• **Aim of the task**
The line containing "the sunglasses, each" and every line after it, through the last, are to be extracted exactly; no other lines belong in the answer.

━━━━━ Exercise materials

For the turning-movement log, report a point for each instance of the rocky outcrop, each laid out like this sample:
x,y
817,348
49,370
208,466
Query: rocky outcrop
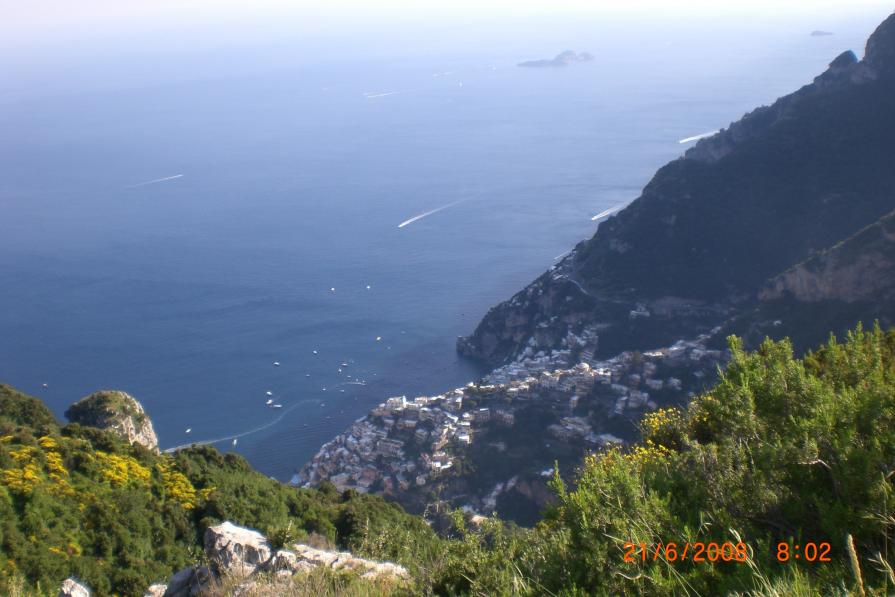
x,y
711,228
118,412
72,588
236,552
562,59
858,269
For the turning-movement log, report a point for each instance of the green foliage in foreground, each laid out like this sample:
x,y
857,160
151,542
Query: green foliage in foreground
x,y
79,501
782,449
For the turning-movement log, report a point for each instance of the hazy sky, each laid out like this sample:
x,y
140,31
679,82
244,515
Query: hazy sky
x,y
32,17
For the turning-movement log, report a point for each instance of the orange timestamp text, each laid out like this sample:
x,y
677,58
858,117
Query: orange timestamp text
x,y
726,551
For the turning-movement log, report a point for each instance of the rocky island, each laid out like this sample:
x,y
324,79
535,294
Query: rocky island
x,y
562,59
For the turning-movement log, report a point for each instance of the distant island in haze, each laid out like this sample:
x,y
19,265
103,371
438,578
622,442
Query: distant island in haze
x,y
562,59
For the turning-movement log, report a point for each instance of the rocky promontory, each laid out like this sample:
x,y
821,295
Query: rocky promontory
x,y
115,411
712,227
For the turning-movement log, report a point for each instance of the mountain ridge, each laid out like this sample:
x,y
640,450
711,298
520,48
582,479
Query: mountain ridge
x,y
710,228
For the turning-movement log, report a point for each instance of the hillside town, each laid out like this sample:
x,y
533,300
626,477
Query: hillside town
x,y
407,446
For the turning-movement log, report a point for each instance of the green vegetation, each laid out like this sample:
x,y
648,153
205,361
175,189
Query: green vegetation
x,y
80,501
780,450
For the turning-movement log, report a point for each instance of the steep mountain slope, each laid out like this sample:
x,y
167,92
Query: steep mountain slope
x,y
81,501
784,182
852,281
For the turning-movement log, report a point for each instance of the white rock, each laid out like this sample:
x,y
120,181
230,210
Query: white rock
x,y
156,590
72,588
235,549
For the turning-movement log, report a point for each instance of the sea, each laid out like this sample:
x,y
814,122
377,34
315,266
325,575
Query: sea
x,y
182,209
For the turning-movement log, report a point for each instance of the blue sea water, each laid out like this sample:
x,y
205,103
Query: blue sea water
x,y
289,168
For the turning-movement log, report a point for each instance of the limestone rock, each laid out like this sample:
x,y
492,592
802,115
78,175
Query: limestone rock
x,y
72,588
236,550
156,590
115,411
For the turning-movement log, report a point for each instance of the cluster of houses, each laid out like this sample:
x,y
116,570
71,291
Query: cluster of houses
x,y
404,443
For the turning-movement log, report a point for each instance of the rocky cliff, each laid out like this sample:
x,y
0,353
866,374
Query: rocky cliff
x,y
118,412
853,281
772,189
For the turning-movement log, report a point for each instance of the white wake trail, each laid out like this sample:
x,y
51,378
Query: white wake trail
x,y
697,137
206,442
429,213
607,212
143,184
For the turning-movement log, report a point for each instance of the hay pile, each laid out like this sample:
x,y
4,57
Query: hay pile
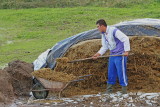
x,y
143,66
49,74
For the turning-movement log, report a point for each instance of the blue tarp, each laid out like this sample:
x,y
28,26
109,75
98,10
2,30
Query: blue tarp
x,y
139,27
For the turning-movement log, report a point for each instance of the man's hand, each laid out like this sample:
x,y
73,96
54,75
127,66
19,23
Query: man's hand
x,y
96,55
126,53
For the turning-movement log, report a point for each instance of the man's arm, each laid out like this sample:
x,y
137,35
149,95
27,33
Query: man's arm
x,y
123,38
102,50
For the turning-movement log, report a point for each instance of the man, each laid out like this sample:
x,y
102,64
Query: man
x,y
118,44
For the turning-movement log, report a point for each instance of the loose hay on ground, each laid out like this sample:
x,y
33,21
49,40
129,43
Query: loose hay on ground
x,y
49,74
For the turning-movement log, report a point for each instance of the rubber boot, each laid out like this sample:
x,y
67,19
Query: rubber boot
x,y
124,89
109,88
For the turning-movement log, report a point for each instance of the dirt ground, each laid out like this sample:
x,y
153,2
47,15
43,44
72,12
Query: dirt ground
x,y
15,81
143,70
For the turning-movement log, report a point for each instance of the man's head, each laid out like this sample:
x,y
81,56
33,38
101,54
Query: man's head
x,y
101,25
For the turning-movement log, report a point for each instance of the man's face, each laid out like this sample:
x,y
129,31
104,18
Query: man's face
x,y
100,28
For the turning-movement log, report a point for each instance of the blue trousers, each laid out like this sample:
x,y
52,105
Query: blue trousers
x,y
117,68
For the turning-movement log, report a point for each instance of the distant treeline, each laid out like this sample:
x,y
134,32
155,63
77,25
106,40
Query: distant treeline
x,y
18,4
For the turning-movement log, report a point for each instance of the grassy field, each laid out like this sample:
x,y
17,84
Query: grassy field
x,y
26,33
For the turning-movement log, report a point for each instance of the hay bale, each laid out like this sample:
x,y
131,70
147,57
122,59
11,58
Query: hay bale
x,y
143,66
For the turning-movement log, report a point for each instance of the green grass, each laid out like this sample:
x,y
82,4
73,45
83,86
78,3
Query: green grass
x,y
26,33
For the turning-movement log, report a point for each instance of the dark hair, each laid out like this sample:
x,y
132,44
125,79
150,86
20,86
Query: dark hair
x,y
101,22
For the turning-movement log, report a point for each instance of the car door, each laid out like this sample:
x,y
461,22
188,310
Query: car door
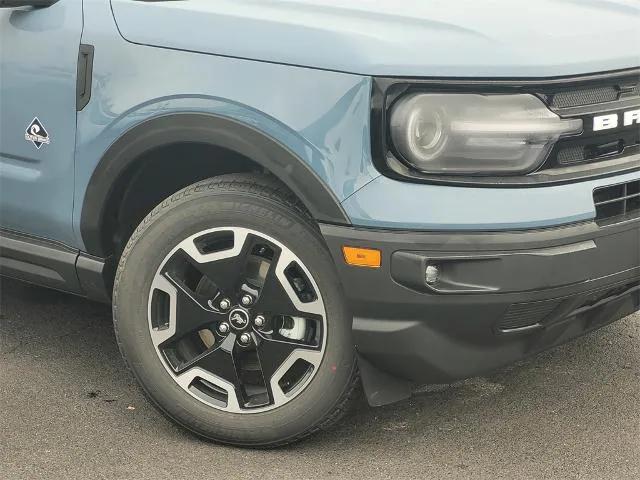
x,y
39,49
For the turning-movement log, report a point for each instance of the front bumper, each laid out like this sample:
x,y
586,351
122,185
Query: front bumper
x,y
501,296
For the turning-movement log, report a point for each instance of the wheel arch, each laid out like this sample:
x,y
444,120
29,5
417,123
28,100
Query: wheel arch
x,y
200,128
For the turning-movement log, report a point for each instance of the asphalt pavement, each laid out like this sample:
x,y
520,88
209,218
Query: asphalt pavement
x,y
70,410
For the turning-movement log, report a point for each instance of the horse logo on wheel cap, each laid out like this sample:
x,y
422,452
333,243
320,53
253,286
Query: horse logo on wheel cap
x,y
239,318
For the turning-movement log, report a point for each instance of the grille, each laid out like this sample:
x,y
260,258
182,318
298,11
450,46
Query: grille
x,y
617,203
590,96
571,155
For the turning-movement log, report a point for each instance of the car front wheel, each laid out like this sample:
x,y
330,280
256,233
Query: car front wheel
x,y
228,311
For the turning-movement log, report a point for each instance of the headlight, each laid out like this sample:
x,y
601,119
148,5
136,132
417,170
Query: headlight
x,y
468,134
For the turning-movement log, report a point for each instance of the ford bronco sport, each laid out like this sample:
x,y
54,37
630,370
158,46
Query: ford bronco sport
x,y
285,200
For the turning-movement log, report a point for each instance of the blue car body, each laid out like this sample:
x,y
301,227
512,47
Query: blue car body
x,y
300,76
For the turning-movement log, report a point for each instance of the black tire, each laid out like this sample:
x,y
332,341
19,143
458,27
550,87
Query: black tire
x,y
255,202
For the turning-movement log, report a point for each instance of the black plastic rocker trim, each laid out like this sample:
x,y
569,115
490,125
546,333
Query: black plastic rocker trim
x,y
54,265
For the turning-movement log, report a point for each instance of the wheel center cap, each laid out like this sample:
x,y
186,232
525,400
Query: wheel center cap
x,y
239,318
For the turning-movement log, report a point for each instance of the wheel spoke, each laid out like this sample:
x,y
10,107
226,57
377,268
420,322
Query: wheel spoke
x,y
218,367
278,297
276,355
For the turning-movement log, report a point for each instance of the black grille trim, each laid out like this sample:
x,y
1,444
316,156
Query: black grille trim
x,y
617,203
590,154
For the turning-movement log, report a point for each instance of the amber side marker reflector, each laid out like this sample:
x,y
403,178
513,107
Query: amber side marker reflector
x,y
362,257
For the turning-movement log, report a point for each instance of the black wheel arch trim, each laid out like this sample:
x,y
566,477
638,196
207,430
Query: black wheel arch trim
x,y
210,129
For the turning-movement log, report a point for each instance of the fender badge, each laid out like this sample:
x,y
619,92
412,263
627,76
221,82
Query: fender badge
x,y
37,134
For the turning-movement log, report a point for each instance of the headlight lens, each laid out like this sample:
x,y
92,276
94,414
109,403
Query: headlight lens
x,y
469,134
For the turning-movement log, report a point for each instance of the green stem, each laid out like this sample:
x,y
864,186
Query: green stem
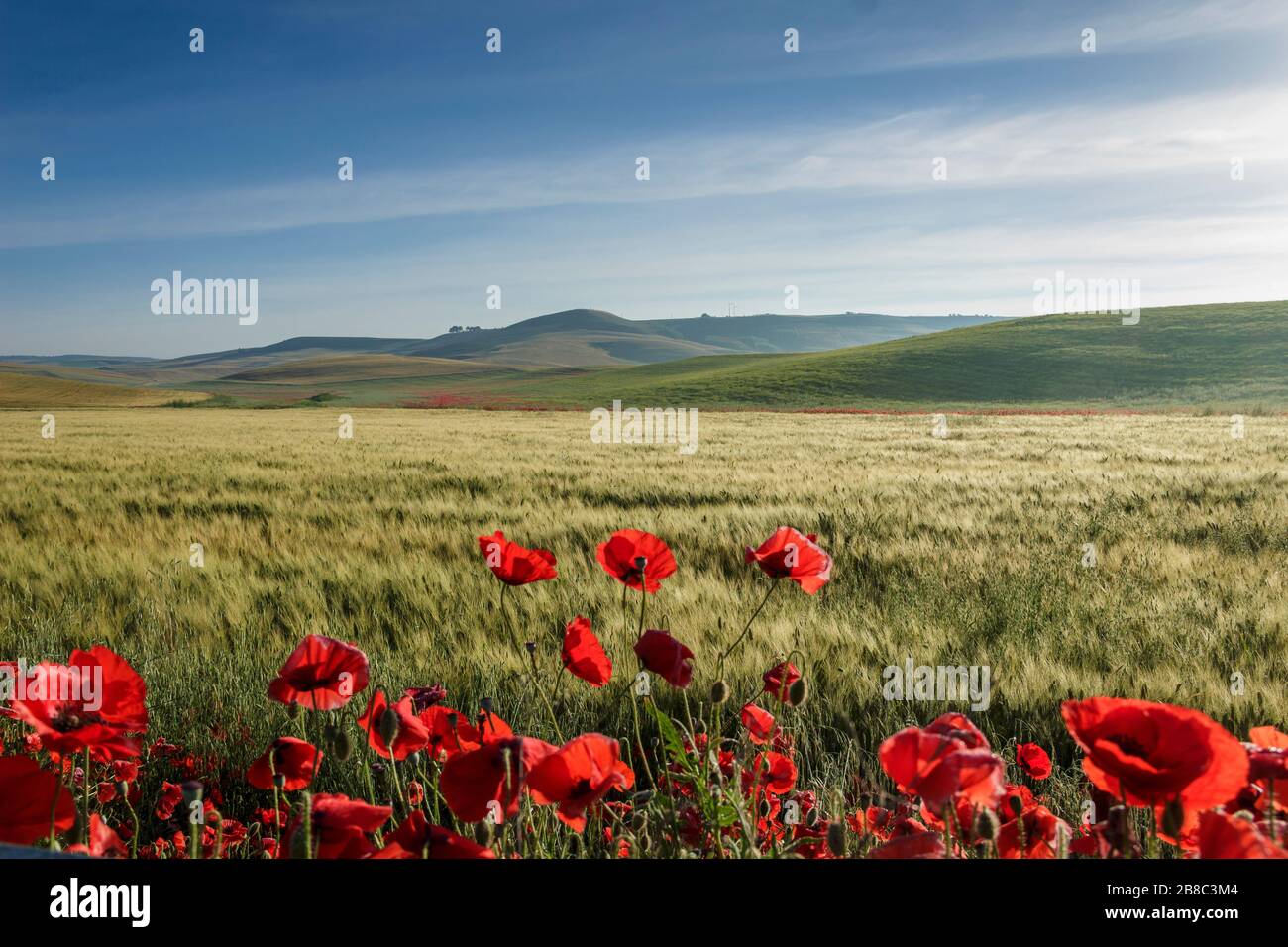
x,y
738,641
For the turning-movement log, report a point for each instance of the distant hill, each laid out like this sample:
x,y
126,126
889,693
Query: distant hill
x,y
576,338
592,337
1190,357
46,392
1180,356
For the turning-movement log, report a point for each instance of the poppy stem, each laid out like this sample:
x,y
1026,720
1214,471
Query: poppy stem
x,y
738,641
545,699
86,793
53,815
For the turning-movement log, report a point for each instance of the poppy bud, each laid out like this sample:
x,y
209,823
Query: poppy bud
x,y
986,825
338,741
389,727
76,835
1119,827
1173,817
836,839
300,844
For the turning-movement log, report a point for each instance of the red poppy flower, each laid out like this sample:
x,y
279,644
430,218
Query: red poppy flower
x,y
103,843
583,654
426,697
1267,755
340,826
1041,828
774,772
1153,753
490,725
793,556
621,558
93,701
780,678
940,768
492,774
914,845
514,565
29,799
416,838
449,732
412,733
1033,761
666,657
759,723
290,757
171,793
579,775
321,674
1231,836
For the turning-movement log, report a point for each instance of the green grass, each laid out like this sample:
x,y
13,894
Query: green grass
x,y
964,551
1215,357
1185,356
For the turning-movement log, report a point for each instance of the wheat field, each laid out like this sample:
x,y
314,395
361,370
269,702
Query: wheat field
x,y
958,551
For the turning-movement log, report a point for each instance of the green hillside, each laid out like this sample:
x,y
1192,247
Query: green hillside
x,y
46,392
1180,356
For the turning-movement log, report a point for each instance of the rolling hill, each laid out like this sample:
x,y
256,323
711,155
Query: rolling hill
x,y
47,392
576,338
1180,356
1192,357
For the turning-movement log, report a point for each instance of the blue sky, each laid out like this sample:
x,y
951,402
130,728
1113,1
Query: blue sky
x,y
516,169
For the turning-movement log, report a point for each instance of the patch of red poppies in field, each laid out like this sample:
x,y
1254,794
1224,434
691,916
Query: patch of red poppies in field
x,y
77,772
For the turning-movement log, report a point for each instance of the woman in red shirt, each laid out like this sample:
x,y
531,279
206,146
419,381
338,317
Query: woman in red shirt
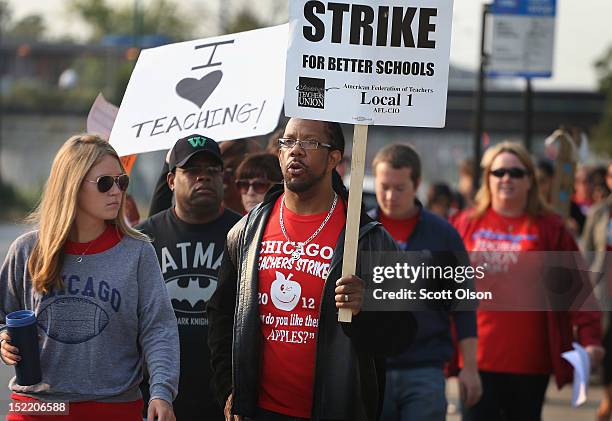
x,y
518,351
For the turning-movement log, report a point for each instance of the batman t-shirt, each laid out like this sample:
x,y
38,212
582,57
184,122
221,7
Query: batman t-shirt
x,y
190,256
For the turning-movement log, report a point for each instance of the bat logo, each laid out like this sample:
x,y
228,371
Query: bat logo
x,y
193,293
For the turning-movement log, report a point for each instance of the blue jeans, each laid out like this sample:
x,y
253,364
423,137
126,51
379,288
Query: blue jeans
x,y
415,394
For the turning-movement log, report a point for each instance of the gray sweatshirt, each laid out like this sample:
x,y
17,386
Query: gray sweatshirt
x,y
114,312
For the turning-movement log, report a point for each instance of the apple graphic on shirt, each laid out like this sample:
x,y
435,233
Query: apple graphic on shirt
x,y
284,292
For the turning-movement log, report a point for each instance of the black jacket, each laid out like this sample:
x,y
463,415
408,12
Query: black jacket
x,y
348,379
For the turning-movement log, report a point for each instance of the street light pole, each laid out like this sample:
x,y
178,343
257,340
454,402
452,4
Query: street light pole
x,y
480,96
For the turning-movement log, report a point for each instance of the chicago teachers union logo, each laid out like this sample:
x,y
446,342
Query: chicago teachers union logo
x,y
311,92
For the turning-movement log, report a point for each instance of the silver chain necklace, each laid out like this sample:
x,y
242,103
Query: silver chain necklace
x,y
299,246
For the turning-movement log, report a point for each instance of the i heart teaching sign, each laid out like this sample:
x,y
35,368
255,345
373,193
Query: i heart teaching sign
x,y
226,87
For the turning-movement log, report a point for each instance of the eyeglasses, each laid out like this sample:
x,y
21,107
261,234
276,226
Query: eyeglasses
x,y
260,186
105,182
210,171
287,142
513,172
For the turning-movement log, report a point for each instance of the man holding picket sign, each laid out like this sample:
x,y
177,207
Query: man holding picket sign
x,y
277,350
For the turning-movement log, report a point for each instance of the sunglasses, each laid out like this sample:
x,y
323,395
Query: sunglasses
x,y
513,172
260,186
105,182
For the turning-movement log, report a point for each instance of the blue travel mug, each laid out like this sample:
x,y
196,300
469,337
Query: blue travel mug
x,y
23,330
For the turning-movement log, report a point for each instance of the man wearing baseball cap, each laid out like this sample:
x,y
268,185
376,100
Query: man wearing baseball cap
x,y
189,239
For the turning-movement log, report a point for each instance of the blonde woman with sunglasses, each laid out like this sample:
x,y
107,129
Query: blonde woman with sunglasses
x,y
518,351
98,294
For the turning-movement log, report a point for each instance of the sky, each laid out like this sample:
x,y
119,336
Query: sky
x,y
583,31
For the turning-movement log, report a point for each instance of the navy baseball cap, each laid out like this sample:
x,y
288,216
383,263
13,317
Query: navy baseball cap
x,y
187,147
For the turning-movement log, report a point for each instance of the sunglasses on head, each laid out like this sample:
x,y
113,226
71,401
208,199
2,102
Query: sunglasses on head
x,y
260,186
105,182
513,172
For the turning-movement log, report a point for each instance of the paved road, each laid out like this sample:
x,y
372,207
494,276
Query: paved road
x,y
557,405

━━━━━━━━━━

• **Correct result**
For the turning-movement log, report a point for each instance of the sunglasses, each laid out like this sample:
x,y
323,395
Query: sunglasses
x,y
513,172
260,186
105,182
For the turning-movement log, report a point for each instance of the blue travel mug, each laid out like this sample:
x,y
196,300
469,337
Query: blue travel mug
x,y
23,330
For the turning-movement log, report a point for each instance of the man wearing baseball cap, each laid out like this sample:
x,y
268,185
376,100
Query: man wearing baseball cap
x,y
189,239
For the turning-movement log, report a point for each instance of the blonde woman with sunglasses, each laid out like this sample:
x,y
107,129
Query: blonde woman with sunglasses
x,y
518,351
98,294
For the turning-movement log, report a point for each instance of the sky, each laid out like this sample:
x,y
119,336
Query: sky
x,y
583,31
For the turning-movement log, report a point for each instance of the navy baseball cap, each laid out like this sample:
x,y
288,216
383,263
13,317
Query: navy baseball cap
x,y
187,147
For the turning-movement log, report a point for each instance of the sunglasses on head, each laid out like this sample:
x,y
113,226
71,401
208,199
2,102
Query: sunglasses on head
x,y
260,186
105,182
513,172
For the turning-movement log, report a point for each instance of the paved road, each laid out like this sample:
x,y
372,207
494,276
Query: paved road
x,y
557,405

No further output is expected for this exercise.